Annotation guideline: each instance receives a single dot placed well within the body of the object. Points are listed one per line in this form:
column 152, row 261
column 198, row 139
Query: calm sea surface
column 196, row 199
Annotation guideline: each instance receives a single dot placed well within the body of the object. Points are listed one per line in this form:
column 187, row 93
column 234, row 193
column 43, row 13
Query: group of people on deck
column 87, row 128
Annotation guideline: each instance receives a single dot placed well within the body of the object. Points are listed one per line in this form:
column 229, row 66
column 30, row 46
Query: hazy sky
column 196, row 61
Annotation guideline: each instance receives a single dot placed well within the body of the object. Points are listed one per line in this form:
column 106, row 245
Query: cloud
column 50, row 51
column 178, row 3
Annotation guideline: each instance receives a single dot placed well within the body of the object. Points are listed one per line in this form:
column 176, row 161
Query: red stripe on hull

-- -- --

(Task objective):
Update the stretch of material from its start through the line containing "column 178, row 3" by replacing "Query" with "Prompt". Give those lines again with everything else unchanged.

(Solved exercise):
Annotation guideline: each instance receives a single dot placed well within the body of the object. Points are listed one per line in this form:
column 152, row 261
column 198, row 139
Prompt: calm sea surface
column 196, row 199
Annotation guideline: each instance receives a single dot placed well within the body of the object. Points are listed one per line in this form:
column 187, row 93
column 234, row 193
column 43, row 13
Prompt: group of people on deck
column 87, row 128
Annotation guideline: each instance receives a single dot placed well within the body of the object. Points are listed one per line in this form:
column 229, row 66
column 30, row 46
Prompt: hazy sky
column 196, row 61
Annotation guideline: each instance receives a single dot placed well within the body of the object. Points are listed one per line in this form:
column 106, row 245
Prompt: cloud
column 50, row 51
column 178, row 3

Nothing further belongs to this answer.